··· Data provided

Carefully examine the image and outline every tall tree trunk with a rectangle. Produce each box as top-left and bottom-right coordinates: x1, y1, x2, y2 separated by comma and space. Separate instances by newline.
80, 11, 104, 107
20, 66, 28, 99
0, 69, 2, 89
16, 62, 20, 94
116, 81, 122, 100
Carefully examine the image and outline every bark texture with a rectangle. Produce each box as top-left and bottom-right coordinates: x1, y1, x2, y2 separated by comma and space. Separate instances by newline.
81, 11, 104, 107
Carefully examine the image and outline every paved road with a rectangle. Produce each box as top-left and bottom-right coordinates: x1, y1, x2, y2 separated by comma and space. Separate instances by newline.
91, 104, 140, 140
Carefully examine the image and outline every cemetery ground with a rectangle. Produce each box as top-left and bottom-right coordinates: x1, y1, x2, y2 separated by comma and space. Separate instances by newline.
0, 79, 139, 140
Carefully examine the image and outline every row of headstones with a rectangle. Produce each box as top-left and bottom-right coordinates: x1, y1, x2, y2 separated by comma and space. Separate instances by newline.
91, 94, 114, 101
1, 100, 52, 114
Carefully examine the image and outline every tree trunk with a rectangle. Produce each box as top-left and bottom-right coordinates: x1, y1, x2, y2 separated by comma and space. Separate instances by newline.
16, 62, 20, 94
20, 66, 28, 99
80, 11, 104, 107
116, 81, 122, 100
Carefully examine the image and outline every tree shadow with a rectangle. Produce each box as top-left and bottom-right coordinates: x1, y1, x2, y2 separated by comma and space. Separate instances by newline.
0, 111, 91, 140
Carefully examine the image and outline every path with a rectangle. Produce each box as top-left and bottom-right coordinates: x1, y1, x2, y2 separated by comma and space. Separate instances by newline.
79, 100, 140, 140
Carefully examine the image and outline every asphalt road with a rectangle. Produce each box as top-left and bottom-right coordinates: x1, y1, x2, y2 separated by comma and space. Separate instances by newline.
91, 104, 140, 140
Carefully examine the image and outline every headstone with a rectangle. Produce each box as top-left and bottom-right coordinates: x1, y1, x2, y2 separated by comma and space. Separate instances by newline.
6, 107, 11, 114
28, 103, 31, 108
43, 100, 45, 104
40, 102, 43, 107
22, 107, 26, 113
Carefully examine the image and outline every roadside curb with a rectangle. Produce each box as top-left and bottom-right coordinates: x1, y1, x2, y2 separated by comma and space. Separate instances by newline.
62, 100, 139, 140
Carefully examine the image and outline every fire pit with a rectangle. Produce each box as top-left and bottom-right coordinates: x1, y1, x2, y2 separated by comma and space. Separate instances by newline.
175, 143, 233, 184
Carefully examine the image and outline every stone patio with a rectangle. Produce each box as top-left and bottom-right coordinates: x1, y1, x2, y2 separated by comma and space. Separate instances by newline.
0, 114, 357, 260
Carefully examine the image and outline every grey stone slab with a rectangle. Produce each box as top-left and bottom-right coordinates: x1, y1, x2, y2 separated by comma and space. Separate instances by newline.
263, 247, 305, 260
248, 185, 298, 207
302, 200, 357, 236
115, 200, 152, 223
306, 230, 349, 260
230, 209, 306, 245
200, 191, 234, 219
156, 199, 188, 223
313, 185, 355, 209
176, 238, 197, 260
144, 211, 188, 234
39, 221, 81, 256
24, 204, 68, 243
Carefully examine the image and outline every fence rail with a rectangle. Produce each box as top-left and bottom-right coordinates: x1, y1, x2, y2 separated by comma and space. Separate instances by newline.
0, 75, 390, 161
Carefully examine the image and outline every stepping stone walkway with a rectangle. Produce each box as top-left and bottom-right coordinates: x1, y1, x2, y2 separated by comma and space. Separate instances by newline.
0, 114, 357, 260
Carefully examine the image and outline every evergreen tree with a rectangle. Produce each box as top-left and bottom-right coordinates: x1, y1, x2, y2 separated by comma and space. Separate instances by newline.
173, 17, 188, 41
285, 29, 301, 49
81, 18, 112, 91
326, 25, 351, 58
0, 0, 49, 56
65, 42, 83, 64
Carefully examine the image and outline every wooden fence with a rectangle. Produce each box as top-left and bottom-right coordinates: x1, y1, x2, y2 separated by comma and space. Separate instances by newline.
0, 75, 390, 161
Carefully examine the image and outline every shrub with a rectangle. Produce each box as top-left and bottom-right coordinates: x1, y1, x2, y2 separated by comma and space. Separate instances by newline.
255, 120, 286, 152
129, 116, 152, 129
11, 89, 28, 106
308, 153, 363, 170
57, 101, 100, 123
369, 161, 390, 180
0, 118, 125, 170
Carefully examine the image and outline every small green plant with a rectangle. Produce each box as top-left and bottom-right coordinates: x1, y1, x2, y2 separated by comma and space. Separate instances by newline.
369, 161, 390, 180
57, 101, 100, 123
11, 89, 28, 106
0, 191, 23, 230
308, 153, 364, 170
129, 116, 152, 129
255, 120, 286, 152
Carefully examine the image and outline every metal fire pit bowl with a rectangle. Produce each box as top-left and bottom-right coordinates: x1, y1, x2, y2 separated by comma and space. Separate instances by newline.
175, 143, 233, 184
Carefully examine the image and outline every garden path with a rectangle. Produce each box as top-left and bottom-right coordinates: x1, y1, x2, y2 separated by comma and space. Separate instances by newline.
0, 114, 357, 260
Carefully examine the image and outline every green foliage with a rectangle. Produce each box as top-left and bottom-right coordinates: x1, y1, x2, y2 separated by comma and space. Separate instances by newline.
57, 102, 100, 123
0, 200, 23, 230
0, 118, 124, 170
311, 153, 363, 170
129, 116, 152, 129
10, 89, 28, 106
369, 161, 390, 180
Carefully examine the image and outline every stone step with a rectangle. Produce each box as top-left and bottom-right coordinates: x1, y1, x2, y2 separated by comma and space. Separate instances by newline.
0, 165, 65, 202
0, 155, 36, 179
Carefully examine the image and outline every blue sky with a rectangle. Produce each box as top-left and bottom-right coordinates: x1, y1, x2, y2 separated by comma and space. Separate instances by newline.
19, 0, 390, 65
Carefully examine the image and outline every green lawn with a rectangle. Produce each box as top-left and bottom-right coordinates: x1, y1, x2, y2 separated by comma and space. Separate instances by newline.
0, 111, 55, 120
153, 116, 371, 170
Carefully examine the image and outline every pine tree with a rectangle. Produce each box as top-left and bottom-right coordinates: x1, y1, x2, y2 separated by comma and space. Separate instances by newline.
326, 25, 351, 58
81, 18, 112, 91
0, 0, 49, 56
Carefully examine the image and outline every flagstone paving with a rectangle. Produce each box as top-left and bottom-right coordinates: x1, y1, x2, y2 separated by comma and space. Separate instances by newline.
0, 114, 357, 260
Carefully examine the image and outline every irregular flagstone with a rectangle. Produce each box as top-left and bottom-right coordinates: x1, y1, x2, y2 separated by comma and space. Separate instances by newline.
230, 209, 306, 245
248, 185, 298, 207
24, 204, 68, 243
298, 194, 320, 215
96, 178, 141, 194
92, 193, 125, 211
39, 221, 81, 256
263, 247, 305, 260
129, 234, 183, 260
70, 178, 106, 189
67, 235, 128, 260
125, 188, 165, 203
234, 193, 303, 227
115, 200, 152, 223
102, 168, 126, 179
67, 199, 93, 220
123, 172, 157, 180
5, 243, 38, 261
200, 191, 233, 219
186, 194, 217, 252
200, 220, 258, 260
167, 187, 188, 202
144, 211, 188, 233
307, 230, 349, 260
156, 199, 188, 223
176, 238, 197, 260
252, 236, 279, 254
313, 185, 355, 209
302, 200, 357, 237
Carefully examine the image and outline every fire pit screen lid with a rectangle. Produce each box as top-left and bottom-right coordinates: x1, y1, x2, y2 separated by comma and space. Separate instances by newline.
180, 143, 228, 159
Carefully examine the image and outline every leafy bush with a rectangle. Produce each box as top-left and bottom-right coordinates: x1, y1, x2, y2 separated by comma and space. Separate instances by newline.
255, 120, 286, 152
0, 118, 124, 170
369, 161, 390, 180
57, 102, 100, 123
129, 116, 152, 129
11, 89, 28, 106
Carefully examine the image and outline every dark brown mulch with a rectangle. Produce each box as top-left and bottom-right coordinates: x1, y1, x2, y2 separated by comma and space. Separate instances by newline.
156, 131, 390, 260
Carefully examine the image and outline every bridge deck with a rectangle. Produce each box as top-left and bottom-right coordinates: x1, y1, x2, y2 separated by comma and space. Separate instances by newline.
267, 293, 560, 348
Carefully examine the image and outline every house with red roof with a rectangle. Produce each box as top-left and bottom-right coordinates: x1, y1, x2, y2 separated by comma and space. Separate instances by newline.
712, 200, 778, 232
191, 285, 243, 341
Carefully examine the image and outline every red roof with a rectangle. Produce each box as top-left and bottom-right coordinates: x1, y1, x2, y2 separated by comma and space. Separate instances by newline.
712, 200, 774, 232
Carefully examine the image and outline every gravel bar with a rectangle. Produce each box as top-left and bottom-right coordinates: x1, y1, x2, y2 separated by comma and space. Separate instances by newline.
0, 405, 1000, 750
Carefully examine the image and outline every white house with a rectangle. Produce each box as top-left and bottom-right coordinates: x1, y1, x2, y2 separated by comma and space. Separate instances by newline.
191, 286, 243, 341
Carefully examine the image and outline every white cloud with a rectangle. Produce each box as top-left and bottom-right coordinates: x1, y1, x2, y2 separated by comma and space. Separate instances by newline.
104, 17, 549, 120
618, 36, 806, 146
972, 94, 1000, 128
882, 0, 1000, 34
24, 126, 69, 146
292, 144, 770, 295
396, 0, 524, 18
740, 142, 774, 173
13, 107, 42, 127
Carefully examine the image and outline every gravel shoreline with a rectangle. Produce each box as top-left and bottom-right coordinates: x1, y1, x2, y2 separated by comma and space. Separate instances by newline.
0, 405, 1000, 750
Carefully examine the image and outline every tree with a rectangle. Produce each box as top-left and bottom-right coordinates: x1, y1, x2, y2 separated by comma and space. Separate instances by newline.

······

◆ Given problem
Please rewrite the data above, from the line holding "Carefully examine the image and outline every white cloud" through the line holding "396, 0, 524, 18", inclusive, and increase every bounding-box coordinate by 139. Keep all other text in those lines unchanged.

◆ Complete output
Carefully examine the image and outline every white cloud with a rectangle. Produce each box as top-left and bottom-right coordinates: x1, y1, x2, y2 separated by comma and space. Separate instances by newline.
243, 156, 688, 259
757, 175, 945, 285
1111, 233, 1139, 267
1021, 139, 1139, 173
163, 265, 208, 285
431, 283, 909, 434
535, 139, 663, 157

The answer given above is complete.